■ WORK REQUIRED
Show all lines below holding the string "placard".

Dataset excerpts
——————

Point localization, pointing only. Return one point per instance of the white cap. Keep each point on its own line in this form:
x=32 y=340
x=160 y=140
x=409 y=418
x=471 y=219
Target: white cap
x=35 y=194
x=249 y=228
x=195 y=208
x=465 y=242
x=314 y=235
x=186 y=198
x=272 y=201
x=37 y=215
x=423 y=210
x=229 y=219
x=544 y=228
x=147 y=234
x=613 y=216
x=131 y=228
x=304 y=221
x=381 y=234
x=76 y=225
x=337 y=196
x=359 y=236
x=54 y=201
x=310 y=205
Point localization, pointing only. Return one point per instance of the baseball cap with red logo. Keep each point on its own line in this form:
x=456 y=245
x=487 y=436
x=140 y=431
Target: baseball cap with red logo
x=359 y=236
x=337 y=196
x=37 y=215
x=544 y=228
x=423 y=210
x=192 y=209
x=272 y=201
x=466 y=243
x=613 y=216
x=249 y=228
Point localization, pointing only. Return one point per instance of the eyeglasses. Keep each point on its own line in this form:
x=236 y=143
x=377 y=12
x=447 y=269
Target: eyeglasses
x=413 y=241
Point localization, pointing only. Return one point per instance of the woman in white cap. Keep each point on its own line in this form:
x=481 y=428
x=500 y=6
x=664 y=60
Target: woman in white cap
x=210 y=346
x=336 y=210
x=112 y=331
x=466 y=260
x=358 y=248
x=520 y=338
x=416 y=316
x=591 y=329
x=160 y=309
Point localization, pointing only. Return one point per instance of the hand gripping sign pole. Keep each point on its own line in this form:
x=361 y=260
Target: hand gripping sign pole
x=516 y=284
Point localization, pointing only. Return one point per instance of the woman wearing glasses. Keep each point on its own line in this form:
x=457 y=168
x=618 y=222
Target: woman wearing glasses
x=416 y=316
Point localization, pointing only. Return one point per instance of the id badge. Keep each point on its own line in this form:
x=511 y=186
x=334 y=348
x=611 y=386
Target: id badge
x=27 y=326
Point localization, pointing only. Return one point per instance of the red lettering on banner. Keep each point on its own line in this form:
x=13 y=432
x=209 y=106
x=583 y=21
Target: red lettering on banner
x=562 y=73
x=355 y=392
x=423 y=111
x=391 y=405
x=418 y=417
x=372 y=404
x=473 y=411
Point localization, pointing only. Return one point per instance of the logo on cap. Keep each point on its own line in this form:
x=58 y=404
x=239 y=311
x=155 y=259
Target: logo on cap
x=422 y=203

——————

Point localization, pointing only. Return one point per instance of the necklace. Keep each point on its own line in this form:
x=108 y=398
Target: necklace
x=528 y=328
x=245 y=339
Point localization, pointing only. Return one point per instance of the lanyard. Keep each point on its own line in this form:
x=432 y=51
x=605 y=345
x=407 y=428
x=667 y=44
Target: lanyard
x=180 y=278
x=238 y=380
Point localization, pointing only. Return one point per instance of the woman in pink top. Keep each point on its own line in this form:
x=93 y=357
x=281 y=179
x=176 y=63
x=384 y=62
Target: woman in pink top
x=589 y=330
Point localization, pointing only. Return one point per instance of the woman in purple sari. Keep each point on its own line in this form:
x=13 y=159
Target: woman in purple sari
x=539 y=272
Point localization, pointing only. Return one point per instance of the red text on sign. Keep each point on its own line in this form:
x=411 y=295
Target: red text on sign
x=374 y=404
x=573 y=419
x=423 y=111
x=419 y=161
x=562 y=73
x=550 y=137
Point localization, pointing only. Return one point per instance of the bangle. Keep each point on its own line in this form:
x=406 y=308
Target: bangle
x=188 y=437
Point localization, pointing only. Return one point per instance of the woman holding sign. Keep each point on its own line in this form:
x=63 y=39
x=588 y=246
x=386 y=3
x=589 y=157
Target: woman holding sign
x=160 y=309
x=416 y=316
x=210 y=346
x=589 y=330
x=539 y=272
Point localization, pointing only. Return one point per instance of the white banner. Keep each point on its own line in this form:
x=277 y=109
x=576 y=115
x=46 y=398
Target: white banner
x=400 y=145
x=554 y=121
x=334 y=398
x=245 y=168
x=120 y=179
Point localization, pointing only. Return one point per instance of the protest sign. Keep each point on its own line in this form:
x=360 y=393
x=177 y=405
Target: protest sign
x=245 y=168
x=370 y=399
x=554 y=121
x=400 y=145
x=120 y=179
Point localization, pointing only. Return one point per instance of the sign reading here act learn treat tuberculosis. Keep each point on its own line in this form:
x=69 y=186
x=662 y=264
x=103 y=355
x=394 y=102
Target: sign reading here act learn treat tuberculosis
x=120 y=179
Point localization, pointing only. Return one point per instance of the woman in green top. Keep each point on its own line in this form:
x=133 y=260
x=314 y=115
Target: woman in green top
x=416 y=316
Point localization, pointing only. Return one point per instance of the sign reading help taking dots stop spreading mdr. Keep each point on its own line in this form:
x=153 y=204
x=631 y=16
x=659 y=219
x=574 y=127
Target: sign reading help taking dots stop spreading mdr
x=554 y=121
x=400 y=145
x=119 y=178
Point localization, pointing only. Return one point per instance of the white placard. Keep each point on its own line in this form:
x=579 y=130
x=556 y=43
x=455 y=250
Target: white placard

——————

■ RESULT BELOW
Point localization, pointing only. Return one point per instance of the white placard. Keep each point on its own line in this form:
Target: white placard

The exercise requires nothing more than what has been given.